The expected increase in adjusted EBITDA yield compared to 2023 is due to expanded gross margin from profitable revenue growth and cost reductions associated with our ongoing transformation initiatives. Let me provide a few other comments beyond these two main categories. We expect non-GAAP gross margins to be in the range of 75% to 77% depending on revenue mix, largely consistent with last year. We expect non-GAAP operating expense to decline in 2024 relative to 2023, with Q1 expense being somewhat higher than the other three quarters due in part to the timing of the AutoSense transaction. We expect operating cash flow for the year to be in the range of $20 million to $30 million, with Q1 being a usage of cash and the remaining quarters being a source of cash.
We expect non-GAAP tax for the year to be approximately $20 million and we expect this expense category to be relatively linear for the year. Capital expense is expected to be approximately $20 million for the year. Going forward, the company is conforming to the treasury stock method for calculating share dilution. As a result, both GAAP and non-GAAP basic share count in 2024 is expected to average 46 million shares for the year and fully diluted share count is expected to average approximately 48 million for the year. Before we open the call for questions, I’d like to hand it back to Jon for a few additional comments. Jon?

Goal: According to the earnings call excerpt, what range is expected for operating cash flow for the year? You can complete this without the source records.

[Source records]
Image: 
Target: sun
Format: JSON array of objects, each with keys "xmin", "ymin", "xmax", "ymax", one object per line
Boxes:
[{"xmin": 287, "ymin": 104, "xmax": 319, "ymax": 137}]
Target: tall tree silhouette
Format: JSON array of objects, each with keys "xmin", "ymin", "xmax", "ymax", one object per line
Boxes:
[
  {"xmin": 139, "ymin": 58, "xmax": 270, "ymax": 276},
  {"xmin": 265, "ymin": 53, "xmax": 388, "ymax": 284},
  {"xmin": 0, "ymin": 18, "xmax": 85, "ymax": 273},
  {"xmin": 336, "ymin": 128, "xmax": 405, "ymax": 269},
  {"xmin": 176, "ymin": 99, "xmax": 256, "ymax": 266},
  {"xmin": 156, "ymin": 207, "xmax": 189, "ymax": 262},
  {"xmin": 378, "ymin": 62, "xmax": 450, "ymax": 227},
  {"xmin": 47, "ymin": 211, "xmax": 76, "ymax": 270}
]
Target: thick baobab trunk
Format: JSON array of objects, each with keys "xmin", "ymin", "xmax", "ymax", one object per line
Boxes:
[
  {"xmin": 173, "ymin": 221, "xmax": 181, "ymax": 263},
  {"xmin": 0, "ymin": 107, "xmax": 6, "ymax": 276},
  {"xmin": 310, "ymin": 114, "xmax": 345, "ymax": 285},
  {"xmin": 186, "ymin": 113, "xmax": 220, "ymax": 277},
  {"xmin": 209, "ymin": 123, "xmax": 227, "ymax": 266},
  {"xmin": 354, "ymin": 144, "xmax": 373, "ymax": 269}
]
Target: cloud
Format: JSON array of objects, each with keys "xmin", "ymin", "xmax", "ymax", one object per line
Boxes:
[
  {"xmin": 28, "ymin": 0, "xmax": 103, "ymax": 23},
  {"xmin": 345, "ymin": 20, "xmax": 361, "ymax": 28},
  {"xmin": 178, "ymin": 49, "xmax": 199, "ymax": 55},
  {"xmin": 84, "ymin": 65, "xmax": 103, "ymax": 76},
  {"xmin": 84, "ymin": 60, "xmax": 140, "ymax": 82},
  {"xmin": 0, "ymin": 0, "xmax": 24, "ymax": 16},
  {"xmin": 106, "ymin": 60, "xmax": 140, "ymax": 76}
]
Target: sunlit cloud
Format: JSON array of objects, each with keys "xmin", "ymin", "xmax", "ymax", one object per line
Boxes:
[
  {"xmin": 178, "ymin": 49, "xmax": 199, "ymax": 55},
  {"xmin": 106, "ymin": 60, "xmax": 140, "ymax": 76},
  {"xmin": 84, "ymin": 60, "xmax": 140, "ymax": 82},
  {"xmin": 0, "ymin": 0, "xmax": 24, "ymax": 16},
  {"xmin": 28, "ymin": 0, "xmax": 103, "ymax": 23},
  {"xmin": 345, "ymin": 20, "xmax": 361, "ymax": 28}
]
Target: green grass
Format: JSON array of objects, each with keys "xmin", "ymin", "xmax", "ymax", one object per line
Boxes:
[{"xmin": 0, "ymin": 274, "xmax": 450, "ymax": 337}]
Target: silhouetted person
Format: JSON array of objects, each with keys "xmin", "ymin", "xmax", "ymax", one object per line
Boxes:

Output below: $20 million to $30 million